# START OF Passage provided

Choujin Locke is structured less like one continuous plot and more like a chain of self-contained stories spread across an enormous future timeline — from near-future Earth out to galactic federations and empires far in the future. The constant through all of it is Locke, an esper who does not age and does not die. He has telepathy, telekinesis, teleportation across light-years, the ability to heal his own body, and a "learning ability" that lets him absorb other espers' powers (he picks up his signature Psycho Spear technique from another esper, Amazona). He can also use "waka-gaeri" — age regression — to appear as a child.

The series' recurring engine is simple and devastating. Somewhere in human space, an esper or a power decides to reshape humanity by force — usually building some kind of psychic empire — and Locke, who would rather be left alone, gets pulled in. He has seen this story before. He has seen how it ends. That weariness is the turning point of nearly every arc: the moment Locke stops withdrawing and decides, again, to act.

There is no single ending, because there could not be one. Hijiri kept drawing Locke for over fifty years and the saga only stopped when its author died in October 2022, leaving two works unfinished — one of which, "Shōkei" (Admirations), was completed and published in 2023 with art help from a longtime assistant. So the series ends the way Locke's own life never does: not with resolution, but because the person carrying it forward finally ran out of time.

Characters

Locke — The immortal esper at the center of everything. What makes him compelling is not his near-limitless power but what time has done to him. He is quiet, solitary, and reluctant. He keeps denying he is "Locke the Superman." He has watched civilizations rise and collapse, and the result is not bitterness but a strange, worn-down compassion: he keeps choosing to protect people he has no reason to believe he can keep.

Lady Khan — The antagonist of "Witch's Century" (魔女の世紀). She plots to build a thousand-year empire ruled by espers, and to clear Locke out of her path she raises a weapon specifically designed to kill him.

# END OF Passage provided

Parts of the exercise
• 1. Output the part of the Choujin Locke overview that opens with the words containing "Locke — The" and closes with "he can keep.".
• 2. In the Choujin Locke overview, which esper does Locke pick up his Psycho Spear technique from?
• 3. Resume the Choujin Locke overview after its final sentence.

# START OF Listed records

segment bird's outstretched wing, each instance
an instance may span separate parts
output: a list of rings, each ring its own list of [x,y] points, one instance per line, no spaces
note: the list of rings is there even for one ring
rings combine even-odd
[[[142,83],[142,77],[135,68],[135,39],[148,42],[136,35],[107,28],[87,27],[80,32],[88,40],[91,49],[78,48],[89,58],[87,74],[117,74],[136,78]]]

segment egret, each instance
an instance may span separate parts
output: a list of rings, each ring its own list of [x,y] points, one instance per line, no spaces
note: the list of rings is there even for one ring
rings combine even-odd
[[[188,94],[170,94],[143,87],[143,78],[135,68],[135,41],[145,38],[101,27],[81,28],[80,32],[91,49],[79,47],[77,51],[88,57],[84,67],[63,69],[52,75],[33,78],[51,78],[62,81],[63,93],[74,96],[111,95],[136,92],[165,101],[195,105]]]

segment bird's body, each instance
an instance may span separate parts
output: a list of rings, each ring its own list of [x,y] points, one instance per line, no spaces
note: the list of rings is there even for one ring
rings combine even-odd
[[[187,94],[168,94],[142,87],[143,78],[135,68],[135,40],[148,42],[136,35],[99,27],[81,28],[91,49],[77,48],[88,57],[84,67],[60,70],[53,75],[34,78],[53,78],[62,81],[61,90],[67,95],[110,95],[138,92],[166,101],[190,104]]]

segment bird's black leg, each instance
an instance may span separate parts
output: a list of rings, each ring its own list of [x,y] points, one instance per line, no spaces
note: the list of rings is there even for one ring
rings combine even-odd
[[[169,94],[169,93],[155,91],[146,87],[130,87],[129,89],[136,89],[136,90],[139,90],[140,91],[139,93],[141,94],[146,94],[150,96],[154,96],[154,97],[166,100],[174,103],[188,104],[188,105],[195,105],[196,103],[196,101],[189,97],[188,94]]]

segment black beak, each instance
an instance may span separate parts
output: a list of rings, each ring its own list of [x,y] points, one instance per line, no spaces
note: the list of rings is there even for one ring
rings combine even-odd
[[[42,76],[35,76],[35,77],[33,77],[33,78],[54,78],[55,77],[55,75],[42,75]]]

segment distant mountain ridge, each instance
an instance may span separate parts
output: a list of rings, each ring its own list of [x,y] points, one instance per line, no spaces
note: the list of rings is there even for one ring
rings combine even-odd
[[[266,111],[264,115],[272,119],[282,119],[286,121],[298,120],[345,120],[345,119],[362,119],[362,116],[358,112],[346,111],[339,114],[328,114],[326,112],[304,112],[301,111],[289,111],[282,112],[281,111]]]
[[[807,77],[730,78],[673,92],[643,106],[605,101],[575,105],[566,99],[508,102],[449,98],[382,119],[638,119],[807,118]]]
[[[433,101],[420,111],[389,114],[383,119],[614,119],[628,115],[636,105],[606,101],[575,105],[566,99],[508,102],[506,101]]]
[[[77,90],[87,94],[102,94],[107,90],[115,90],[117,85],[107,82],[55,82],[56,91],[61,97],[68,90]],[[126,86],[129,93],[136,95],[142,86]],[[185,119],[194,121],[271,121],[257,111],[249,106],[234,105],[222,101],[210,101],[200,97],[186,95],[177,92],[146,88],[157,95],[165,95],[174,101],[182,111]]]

# END OF Listed records

Answers to the problems
• 1.
Locke — The immortal esper at the center of everything. What makes him compelling is not his near-limitless power but what time has done to him. He is quiet, solitary, and reluctant. He keeps denying he is "Locke the Superman." He has watched civilizations rise and collapse, and the result is not bitterness but a strange, worn-down compassion: he keeps choosing to protect people he has no reason to believe he can keep.

• 2. Amazona.

• 3.
Jessica — Khan's weapon. She is a girl with a rare power that neutralizes and dissolves other espers' abilities. Khan plants hatred of Locke in her as a child, then erases her memory and sends her — under the name Amelia — to get close to Federation Commander Yamaki. The cruelty is that Jessica does not know she is being used.

Lord Leon — In his own arc, Leon is an esper and space pirate hunting the Astris conglomerate and its head, Great Jorg. Leon is not a simple villain; his rage is rooted in what Jorg did to him and to his sister, Flora. His arc is one of the saga's saddest, and his fate at Locke's hands is one of the strangest punishments in the series.

What I Love About It

The arc that stayed with me is "Witch's Century," and specifically the way it traps you between two people who should be on opposite sides. Lady Khan's plan is not just to defeat Locke with brute force — she engineers a human being to do it. Jessica is raised from childhood to hate him, then has her memory wiped clean so she can be inserted, as the amnesiac "Amelia," next to Commander Yamaki, who is the man trying to stop Khan. And then the thing happens that the whole scheme did not account for: Yamaki and Jessica fall in love. Two people, both being moved like pieces on a board, find something real in the middle of a manipulation neither of them understands.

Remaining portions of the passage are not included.